▶ TRECHO
Durante décadas, fomos mundialmente bombardeados com a propaganda de uma indústria trilionária, que nos convenceu de que cozinhar não é bom. Para que “perder tempo” entre facas e panelas, e, depois, ainda ter louça para lavar? Melhor mesmo é colocar uma lasanha pronta no micro-ondas e esperar a mágica acontecer. Jantar pronto em meia hora, com o mínimo esforço, recheado de sal, gordura e, pasme, açúcar (mesmo se tratando de um prato salgado).
Essa dinâmica do comer “qualquer coisa”, de não dedicar tempo a uma refeição e de abandonar os nossos costumes e tradições à mesa (no caso do Brasil, foi o consumo do arroz com feijão, que diminuiu drasticamente desde a década de 1980) culminou em uma das maiores epidemias de obesidade já vistas, além de doenças crônicas ligadas diretamente com um estilo de vida sedentário e recheado de produtos ultraprocessados, que são as “comidas” criadas pela indústria para “facilitar” a nossa vida.
Por sorte, entramos em um novo momento: a neura fitness acabou trazendo algo de bom, já que passamos a ficar um pouco mais atentos ao que comemos, apesar de, junto, ter bombardeado as nossas cabeças com modismos (sem glúten, sem lactose, etc). Em paralelo, a televisão, principalmente a paga, mas também a rede aberta, está focada em criar cada vez mais programas que nos ensinem a cozinhar.

▶ TAREFA
Transcreva, sem nenhuma alteração, a parte do trecho sobre o hábito de cozinhar que vai de "Por sorte, entramos" a "ensinem a cozinhar.".

▶ DADOS REGISTRADOS
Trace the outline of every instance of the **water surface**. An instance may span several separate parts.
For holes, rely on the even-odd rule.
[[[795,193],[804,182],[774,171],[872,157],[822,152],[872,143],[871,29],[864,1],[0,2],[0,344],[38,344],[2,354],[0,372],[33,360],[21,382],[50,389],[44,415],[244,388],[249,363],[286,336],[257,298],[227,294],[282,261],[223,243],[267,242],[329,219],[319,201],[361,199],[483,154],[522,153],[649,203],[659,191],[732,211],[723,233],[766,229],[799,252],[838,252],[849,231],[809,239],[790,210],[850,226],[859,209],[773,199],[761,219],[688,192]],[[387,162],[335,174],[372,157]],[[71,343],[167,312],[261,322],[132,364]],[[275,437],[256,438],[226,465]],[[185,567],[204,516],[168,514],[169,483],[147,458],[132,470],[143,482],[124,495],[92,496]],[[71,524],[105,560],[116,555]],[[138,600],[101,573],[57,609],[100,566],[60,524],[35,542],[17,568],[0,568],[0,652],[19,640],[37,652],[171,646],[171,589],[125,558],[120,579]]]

▶ ESPAÇO DE RESPOSTA
Por sorte, entramos em um novo momento: a neura fitness acabou trazendo algo de bom, já que passamos a ficar um pouco mais atentos ao que comemos, apesar de, junto, ter bombardeado as nossas cabeças com modismos (sem glúten, sem lactose, etc). Em paralelo, a televisão, principalmente a paga, mas também a rede aberta, está focada em criar cada vez mais programas que nos ensinem a cozinhar.